» **Text block**:
=======

The second jury found Hiss guilty of two counts of perjury and on 25th January, 1950, he was sentenced to five years' imprisonment. The Secretary of State Dean Acheson, was asked later that day about the Hiss trial. He replied: "Mr. Hiss's case is before the courts, and I think it would be highly improper for me to discuss the legal aspects of the case, or the evidence, or anything to do with the case. I take it the purpose of your question was to bring something other than that out of me... I should like to make it clear to you that whatever the outcome of any appeal which Mr. Hiss or his lawyers may take in this case, I do not intend to turn my back on Alger Hiss. I think every person who has known Alger Hiss, or has served with him at any time, has upon his conscience the very serious task of deciding what his attitude is, and what his conduct should be. That must be done by each person, in the light of his own standards and his own principles... My friendship is not easily given, and not easily withdrawn."
Alger Hiss lost his license to practice law and his fear that "informal blackballing" would make it difficult for him to obtaining employment. As Alger later pointed out, that "Priscilla wanted us to flee the scenes of her torment. She suggested we change our names and try to get posts as teachers at some remote experimental school oblivious to public opinion." Hiss disagreed and wanted as much publicity as possible to show the world he had not given government secrets to the Soviets. As part of this campaign he published his memoirs, In the Court of Public Opinion (1957).
In 1957 Fred J. Cook was asked by Carey McWilliams, the editor of the Nation Magazine, to look into the Alger Hiss case. Cook replied: "My God, no, Carey. I think he's as guilty as hell. I wouldn't touch it with a ten-foot pole." Two weeks later McWilliams contacted Hiss again. "Look, I have a proposition to make you. I know how you feel about the case, but I've talked to a lot of people who I trust. They say if anybody looked hard at the evidence they'd have a different opinion. You're known as a fact man. Will you do this for me? No obligation. Will you at least look at the facts?"
Cook agreed and he later recalled that he changed his mind on the case after he examined the testimony of Whittaker Chambers. He later recalled: "Well, here was a guy who committed perjury so many times - admittedly so. I didn't see how anybody could trust anything he said. The typing process as he described it didn't make sense. Why would the Hisses spend all that time typing the documents when they supposedly had a whole system set up to photograph them? It was like that with the whole damn thing. When you looked at the government's case, it didn't make any sense down the line, anywhere. One after another as the arguments against Hiss fell apart, I realized I had been brainwashed by my own profession. Until then, I thought that if the story against him was generally accepted, then it had to be true. I should have known better, but I didn't."

=======

» **Data in this exercise**:
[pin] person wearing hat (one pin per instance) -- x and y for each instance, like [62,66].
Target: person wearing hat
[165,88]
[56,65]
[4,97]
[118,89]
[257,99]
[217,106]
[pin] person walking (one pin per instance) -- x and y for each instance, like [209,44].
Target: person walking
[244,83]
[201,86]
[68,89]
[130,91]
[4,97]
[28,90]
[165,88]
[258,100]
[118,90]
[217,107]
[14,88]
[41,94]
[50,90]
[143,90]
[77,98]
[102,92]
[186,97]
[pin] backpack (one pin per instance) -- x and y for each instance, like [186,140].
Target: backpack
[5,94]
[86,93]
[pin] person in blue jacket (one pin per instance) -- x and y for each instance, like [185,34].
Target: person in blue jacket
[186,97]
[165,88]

=======

» **Short exercise 1**: Could you reproduce the stretch of the Alger Hiss passage from "Alger Hiss lost" through "Public Opinion (1957)."?
» **Short exercise 2**: Can you render the stretch of the listing from the line containing "[pin] person in" through the listing's last line as a JSON list of strings, one string per line and no blank lines?
The listing has no connection to the Alger Hiss passage.

» **Exercise solution 1**:
Alger Hiss lost his license to practice law and his fear that "informal blackballing" would make it difficult for him to obtaining employment. As Alger later pointed out, that "Priscilla wanted us to flee the scenes of her torment. She suggested we change our names and try to get posts as teachers at some remote experimental school oblivious to public opinion." Hiss disagreed and wanted as much publicity as possible to show the world he had not given government secrets to the Soviets. As part of this campaign he published his memoirs, In the Court of Public Opinion (1957).

» **Exercise solution 2**:
[
  "[pin] person in blue jacket (one pin per instance) -- x and y for each instance, like [185,34].",
  "Target: person in blue jacket",
  "[186,97]",
  "[165,88]"
]